[Data items]
-- start --
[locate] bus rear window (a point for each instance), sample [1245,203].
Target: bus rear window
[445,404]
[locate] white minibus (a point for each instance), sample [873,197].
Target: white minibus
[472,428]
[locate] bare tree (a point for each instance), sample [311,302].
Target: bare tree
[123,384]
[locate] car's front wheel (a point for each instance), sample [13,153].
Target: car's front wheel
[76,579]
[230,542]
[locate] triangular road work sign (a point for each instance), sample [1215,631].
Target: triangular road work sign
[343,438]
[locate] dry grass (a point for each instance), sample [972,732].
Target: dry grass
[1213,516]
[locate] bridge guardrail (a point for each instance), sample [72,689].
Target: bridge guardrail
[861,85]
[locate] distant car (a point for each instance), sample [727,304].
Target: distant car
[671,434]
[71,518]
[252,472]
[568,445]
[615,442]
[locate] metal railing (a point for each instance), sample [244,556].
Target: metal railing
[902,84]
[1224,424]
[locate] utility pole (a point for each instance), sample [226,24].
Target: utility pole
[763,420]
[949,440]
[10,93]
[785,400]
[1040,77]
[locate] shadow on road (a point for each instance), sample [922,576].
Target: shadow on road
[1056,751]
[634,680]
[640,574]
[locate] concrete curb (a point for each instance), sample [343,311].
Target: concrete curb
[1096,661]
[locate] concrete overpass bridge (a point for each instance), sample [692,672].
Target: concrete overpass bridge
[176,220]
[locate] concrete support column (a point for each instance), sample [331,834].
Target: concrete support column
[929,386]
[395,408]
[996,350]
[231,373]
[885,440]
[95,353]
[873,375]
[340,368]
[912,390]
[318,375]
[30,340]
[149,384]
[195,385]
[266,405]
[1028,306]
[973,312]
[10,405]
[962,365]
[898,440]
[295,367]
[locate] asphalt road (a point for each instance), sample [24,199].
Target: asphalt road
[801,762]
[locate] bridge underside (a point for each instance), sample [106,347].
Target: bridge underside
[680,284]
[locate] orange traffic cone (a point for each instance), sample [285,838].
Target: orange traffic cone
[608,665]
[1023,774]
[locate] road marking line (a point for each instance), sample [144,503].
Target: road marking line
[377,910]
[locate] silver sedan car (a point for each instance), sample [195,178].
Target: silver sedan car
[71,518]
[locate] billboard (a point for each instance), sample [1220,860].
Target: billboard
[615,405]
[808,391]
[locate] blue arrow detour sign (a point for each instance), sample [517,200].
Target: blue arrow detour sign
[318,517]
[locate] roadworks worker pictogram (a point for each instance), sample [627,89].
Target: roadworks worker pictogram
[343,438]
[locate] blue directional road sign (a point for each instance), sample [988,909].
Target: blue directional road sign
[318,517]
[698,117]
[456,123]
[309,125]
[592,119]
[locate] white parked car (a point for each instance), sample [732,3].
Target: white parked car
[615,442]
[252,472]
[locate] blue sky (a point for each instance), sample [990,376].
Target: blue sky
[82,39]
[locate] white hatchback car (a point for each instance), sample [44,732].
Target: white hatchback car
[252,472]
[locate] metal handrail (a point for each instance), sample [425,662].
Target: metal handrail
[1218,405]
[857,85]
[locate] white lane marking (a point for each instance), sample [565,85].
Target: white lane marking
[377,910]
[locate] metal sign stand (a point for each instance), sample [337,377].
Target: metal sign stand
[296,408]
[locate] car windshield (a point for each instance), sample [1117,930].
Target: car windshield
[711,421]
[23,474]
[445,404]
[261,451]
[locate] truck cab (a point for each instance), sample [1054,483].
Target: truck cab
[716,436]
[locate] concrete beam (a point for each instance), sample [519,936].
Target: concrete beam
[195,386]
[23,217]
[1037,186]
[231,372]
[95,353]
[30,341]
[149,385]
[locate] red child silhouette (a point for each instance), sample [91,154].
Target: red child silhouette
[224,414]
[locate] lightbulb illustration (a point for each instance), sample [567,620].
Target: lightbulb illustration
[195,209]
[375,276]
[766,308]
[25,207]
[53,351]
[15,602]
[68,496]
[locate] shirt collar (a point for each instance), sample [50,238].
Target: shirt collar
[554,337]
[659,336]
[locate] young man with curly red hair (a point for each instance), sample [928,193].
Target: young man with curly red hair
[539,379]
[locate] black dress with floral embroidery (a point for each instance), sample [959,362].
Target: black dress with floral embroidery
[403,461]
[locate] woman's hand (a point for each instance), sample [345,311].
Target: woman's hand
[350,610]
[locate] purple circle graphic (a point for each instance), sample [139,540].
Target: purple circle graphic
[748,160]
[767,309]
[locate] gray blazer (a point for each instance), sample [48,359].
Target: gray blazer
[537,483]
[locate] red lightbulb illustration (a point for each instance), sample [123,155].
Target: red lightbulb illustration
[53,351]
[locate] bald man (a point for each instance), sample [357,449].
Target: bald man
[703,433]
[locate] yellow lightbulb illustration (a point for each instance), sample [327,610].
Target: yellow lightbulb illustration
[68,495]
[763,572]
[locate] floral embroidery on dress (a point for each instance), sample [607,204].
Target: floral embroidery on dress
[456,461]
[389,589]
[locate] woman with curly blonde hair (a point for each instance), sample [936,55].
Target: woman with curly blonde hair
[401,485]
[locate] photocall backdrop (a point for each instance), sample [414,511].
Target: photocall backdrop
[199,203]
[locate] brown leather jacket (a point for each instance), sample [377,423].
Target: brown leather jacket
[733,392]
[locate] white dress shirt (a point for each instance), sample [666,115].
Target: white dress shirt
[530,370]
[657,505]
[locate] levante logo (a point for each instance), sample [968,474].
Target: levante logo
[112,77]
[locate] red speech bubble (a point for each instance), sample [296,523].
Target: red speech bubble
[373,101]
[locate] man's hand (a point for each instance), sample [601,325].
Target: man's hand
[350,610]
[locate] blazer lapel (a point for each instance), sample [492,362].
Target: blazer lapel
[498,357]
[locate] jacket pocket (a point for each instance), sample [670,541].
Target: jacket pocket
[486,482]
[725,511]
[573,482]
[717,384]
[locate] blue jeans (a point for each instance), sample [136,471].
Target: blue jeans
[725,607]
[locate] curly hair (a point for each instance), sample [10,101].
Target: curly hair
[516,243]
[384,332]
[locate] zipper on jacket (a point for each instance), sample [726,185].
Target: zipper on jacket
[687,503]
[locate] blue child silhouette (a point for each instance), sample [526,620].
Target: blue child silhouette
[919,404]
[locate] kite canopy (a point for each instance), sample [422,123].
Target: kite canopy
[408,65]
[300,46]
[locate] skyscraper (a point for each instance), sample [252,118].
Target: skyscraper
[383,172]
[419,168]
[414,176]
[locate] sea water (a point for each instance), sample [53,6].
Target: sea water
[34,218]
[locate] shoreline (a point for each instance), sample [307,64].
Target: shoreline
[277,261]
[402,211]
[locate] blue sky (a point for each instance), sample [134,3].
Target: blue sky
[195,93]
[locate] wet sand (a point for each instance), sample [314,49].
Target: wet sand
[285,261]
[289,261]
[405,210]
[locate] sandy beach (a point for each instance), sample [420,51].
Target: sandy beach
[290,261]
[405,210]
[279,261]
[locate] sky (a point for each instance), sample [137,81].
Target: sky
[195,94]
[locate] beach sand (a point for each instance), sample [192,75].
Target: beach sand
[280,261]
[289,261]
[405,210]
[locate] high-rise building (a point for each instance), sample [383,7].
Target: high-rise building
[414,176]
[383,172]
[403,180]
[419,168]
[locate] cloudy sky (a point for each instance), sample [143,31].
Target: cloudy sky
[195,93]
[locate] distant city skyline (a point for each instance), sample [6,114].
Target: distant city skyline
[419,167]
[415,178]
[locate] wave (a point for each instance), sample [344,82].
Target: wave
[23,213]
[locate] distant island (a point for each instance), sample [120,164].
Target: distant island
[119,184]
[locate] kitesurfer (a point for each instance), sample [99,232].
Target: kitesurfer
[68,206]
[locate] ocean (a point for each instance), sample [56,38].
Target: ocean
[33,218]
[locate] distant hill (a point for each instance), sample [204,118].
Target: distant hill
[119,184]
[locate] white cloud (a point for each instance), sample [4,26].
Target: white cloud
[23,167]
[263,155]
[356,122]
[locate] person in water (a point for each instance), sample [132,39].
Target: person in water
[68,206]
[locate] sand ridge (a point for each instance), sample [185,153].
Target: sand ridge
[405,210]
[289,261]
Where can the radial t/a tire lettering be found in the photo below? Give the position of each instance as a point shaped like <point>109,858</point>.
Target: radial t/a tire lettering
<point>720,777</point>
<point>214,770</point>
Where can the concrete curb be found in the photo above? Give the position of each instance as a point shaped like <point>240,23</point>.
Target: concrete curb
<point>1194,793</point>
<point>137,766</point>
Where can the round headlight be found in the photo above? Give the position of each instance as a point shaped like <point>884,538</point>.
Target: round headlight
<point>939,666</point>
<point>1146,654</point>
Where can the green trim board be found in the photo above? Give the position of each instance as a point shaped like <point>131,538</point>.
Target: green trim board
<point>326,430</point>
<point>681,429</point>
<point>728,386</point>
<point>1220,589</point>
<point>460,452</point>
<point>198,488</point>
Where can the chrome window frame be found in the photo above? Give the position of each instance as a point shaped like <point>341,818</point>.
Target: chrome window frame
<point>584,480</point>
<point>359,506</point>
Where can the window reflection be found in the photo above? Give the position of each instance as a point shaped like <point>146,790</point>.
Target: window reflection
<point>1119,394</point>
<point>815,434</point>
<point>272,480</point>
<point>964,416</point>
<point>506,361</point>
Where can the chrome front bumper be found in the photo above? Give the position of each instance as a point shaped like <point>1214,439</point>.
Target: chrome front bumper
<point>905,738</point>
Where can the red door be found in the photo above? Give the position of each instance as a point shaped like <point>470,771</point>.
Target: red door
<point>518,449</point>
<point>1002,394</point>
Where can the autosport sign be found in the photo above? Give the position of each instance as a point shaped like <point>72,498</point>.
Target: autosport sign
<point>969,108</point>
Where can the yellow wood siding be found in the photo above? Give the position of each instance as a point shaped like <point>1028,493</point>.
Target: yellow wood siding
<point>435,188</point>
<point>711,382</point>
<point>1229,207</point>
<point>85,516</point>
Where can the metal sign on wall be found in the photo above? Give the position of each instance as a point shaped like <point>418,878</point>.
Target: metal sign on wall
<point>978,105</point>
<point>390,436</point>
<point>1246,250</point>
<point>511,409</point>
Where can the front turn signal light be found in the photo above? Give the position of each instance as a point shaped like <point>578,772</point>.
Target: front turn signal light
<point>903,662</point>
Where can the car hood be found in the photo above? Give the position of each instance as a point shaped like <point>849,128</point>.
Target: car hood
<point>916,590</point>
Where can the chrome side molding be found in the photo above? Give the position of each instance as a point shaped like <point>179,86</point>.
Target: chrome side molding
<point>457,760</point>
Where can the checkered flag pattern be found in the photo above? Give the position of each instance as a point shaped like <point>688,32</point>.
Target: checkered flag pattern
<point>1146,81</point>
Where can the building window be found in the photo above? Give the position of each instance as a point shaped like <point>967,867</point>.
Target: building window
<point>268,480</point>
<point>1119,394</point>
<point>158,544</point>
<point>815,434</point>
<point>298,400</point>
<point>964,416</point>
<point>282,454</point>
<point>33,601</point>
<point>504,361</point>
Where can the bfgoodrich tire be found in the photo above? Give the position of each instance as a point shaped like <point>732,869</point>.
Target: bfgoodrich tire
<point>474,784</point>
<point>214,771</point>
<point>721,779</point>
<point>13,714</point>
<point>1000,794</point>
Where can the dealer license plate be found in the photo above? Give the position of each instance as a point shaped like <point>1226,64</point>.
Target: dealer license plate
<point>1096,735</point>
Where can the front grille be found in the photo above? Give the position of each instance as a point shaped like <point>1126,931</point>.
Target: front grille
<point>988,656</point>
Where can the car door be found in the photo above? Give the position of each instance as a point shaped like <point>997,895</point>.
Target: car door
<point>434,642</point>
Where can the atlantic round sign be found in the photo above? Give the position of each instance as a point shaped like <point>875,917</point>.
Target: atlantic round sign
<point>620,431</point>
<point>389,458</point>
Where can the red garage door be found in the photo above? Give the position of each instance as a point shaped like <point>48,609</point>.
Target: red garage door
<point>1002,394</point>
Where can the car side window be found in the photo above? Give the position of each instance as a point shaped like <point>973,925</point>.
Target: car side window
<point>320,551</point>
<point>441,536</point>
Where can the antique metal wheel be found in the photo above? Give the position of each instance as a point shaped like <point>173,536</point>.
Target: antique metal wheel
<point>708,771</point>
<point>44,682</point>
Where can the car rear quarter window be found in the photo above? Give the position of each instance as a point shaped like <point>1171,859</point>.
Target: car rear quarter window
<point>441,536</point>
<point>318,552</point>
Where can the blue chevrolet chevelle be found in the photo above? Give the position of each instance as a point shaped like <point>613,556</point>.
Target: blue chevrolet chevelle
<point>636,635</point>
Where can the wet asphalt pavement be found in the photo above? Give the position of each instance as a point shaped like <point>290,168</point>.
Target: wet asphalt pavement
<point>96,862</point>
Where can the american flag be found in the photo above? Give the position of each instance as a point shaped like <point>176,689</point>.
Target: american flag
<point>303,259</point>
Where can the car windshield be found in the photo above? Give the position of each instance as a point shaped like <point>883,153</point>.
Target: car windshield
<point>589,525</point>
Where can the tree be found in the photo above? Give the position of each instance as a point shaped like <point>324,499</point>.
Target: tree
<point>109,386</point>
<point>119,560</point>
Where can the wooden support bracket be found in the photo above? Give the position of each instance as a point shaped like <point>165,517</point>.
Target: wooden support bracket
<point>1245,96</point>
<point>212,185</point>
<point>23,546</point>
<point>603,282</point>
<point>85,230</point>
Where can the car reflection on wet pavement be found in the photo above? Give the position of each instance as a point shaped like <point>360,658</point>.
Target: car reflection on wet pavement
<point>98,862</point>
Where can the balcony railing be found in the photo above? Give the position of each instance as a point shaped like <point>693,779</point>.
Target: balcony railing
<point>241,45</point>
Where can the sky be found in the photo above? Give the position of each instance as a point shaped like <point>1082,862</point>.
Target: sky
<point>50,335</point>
-- end --
Problem to solve: Give again the lines from the line holding "Where can the car windshield" through the close of the listing, both included, exactly as written and with nothing else.

Solved exercise:
Where can the car windshield be found in the photo above? Give the position of each instance as a point shaped like <point>883,153</point>.
Target: car windshield
<point>589,525</point>
Where can the tree be found in the photo above? Give the position of each instance as a point shaped like <point>324,499</point>.
Target: tree
<point>109,386</point>
<point>119,560</point>
Where can the wooden support bracket be found in the photo above? Give the position of each instance as a point shaped like <point>165,517</point>.
Target: wooden support bracket
<point>1245,96</point>
<point>212,185</point>
<point>23,546</point>
<point>603,282</point>
<point>85,230</point>
Where can the car reflection on wet pavement be found in the photo above? Give the position of each instance as a point shaped like <point>360,658</point>.
Target: car reflection on wet pavement
<point>98,862</point>
Where can the balcony railing be found in the photo above? Give the position of each instance as a point shaped like <point>693,779</point>.
Target: balcony railing
<point>241,45</point>
Where can the sky be found in the photo above? Give the position of each instance as a point shaped like <point>1082,862</point>.
Target: sky
<point>50,335</point>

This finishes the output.